=== THE REQUEST ===
Reproduce the following material verbatim, preserving every line in its original order.

*** GIVEN ENTRIES ***

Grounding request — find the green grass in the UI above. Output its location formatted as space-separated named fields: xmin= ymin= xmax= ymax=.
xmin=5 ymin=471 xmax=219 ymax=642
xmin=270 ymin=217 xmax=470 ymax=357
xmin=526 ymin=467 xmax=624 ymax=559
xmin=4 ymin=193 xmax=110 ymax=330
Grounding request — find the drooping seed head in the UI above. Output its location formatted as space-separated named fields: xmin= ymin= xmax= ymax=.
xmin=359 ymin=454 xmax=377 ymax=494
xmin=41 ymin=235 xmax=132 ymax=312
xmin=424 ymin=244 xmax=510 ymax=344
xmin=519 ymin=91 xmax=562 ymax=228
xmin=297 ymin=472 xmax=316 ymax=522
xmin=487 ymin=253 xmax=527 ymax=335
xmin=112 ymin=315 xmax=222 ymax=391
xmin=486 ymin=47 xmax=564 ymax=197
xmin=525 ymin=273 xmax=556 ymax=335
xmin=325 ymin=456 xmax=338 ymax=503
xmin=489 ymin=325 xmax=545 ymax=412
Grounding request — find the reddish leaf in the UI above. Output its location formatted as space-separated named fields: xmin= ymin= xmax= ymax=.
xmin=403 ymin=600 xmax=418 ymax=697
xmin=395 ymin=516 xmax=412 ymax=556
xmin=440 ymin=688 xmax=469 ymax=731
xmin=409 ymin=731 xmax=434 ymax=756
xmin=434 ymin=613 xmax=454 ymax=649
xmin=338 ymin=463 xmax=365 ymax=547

***

=== ANSWER TO THE TASK ===
Grounding request — find the green grass in the UI above. Output its location formatted as space-separated named fields: xmin= ymin= xmax= ymax=.
xmin=5 ymin=471 xmax=219 ymax=642
xmin=270 ymin=217 xmax=470 ymax=357
xmin=526 ymin=467 xmax=624 ymax=559
xmin=4 ymin=193 xmax=110 ymax=330
Grounding request — find the drooping seed head in the UI above. Output its location formatted as space-separated named fields: xmin= ymin= xmax= ymax=.
xmin=359 ymin=454 xmax=377 ymax=494
xmin=41 ymin=235 xmax=132 ymax=312
xmin=424 ymin=244 xmax=510 ymax=344
xmin=519 ymin=91 xmax=562 ymax=228
xmin=297 ymin=472 xmax=316 ymax=522
xmin=487 ymin=253 xmax=527 ymax=335
xmin=112 ymin=315 xmax=222 ymax=391
xmin=486 ymin=47 xmax=564 ymax=197
xmin=525 ymin=273 xmax=556 ymax=335
xmin=325 ymin=456 xmax=338 ymax=503
xmin=489 ymin=325 xmax=545 ymax=412
Grounding request — find the reddish leaf in the UI above. Output its location formatted as space-separated named fields: xmin= ymin= xmax= ymax=.
xmin=403 ymin=600 xmax=418 ymax=697
xmin=395 ymin=516 xmax=412 ymax=556
xmin=440 ymin=688 xmax=469 ymax=731
xmin=409 ymin=731 xmax=434 ymax=756
xmin=434 ymin=613 xmax=454 ymax=649
xmin=338 ymin=463 xmax=365 ymax=547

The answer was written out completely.